PROBLEMS TO SOLVE:
- A) How often does the Great Fountain Geyser erupt, according to the passage on Yellowstone's geothermal features?
- B) Carry on the passage about Yellowstone's geothermal features from its final sentence.

Yellowstone National Park is home to more than 10,000 geothermal features, the largest collection on Earth. Geysers, steam vents, travertine terraces, mudpots, and fumaroles create an extraordinary landscape where you are surrounded by rising steam, spewing water, and colorful textures. No two of the hydrothermal features are the same and each one is astonishing in its own way. Here are a few of the most celebrated:

Mammoth Hot Springs located in the northwest section of the park is often a visitor's first stop at Yellowstone because of its close proximity to the original National Park entrance located nearby in Gardner, Montana. The limestone flow formations found there were created by thousands of years of heating, cooling, and the settlement of calcium carbonate that would eventually form the most impressive example of travertine terraces found in the park.

The Great Fountain Geyser in the Lower Geyser Basin is one of the most beautiful places in the park to photograph during sunset, and it is one of the few that you can drive right up to, making it an easy place to catch the late afternoon light after a busy day of viewing other landmarks in the park. It is a predictable geyser, erupting every 9 to 15 hours.

The Norris Geyser Basin is the hottest and most actively changing geothermal hot spring in the area, and its intensely colored landscapes makes it one of the most photogenic areas in Yellowstone.

(Detection annotation records)
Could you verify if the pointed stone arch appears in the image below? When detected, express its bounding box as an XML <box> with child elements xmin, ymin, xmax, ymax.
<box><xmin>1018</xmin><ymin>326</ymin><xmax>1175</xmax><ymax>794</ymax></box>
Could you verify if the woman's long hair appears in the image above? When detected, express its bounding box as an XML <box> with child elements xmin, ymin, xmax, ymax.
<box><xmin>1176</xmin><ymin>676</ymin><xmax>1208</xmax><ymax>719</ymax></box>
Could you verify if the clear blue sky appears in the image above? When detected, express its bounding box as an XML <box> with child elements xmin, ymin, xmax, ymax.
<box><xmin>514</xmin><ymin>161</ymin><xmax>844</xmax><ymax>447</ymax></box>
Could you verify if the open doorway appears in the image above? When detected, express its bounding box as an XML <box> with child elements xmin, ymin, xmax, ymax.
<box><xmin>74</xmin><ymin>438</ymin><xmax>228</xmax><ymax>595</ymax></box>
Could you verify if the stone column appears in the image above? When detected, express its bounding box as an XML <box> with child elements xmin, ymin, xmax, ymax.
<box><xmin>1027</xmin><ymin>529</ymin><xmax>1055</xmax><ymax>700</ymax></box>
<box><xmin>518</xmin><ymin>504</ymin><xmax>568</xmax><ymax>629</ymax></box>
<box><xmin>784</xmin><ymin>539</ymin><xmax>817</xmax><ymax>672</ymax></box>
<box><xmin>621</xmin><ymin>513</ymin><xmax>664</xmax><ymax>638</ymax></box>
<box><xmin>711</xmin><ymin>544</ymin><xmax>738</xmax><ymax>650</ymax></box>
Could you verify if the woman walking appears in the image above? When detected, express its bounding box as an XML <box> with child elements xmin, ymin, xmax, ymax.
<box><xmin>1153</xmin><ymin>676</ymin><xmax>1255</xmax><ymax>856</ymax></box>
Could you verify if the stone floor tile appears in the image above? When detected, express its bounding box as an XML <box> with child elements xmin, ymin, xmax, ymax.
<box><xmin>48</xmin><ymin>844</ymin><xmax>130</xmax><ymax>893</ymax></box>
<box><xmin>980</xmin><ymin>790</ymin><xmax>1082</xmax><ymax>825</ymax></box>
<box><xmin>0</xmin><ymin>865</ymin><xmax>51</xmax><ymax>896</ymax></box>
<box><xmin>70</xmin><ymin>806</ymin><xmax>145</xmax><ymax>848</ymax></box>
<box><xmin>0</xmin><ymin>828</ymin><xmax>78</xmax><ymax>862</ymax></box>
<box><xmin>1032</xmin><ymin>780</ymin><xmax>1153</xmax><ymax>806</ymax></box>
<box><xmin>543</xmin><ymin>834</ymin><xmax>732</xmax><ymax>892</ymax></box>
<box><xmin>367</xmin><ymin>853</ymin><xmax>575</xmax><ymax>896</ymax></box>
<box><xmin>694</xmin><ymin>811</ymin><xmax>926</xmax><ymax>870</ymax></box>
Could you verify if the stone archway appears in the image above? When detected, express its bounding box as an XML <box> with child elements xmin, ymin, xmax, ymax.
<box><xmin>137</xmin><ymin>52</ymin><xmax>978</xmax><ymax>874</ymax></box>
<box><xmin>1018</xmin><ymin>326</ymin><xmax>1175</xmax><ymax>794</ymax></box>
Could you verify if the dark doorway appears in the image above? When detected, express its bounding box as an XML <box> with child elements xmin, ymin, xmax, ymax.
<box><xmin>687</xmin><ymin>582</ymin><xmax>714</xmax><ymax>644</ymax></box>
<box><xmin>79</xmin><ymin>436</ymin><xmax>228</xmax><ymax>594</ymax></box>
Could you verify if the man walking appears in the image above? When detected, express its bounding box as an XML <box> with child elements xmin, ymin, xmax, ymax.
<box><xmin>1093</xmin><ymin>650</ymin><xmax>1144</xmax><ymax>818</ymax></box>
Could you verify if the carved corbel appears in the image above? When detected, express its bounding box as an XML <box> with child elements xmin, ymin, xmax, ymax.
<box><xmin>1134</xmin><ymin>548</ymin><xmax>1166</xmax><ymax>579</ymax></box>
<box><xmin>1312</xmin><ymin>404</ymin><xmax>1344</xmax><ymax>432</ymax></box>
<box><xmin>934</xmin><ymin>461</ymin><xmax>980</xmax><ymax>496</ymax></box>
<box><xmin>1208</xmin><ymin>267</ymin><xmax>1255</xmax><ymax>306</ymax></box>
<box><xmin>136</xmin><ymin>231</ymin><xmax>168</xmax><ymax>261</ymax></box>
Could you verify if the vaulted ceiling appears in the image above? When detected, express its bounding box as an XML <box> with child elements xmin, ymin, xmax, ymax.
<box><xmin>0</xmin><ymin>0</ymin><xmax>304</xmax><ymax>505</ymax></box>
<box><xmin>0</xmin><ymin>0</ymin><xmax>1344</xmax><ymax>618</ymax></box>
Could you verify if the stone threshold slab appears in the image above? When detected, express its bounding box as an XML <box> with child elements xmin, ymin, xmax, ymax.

TASK RESPONSES:
- A) Every 9 to 15 hours.

- B)
Grand Prismatic Spring in the Midway Geyser Basin is the largest hot spring in the United States and the third largest in the world. It is noted by geologists as it shows a full rainbow of colors found in an optical prism--red, orange, yellow, green, blue, and violet. The best view of the prism is found on the Fairy Falls Trail which is currently closed to visitors as it undergoes restoration work. In the meantime, you can capture a photo of it at ground level like we did from the elevated boardwalk, or hop in a scenic flight tour to capture a view from above.

The Old Faithful geyser is the most famed, consistently erupting 17 times per day. The scene is spectacular--hundreds of visitors line up for every daylight viewing opportunity, gasping and awing in anticipation of its show. It is no accident that the historic Old Faithful Lodge is just steps from the geyser, and with its famed sky-high stone lobby fireplace and extensive services provided, it one of the most popular cultural and refueling stops in the park. Learn more about the specifics of this Iconic Site in the Park in the Fact Box section of this page (scroll down.)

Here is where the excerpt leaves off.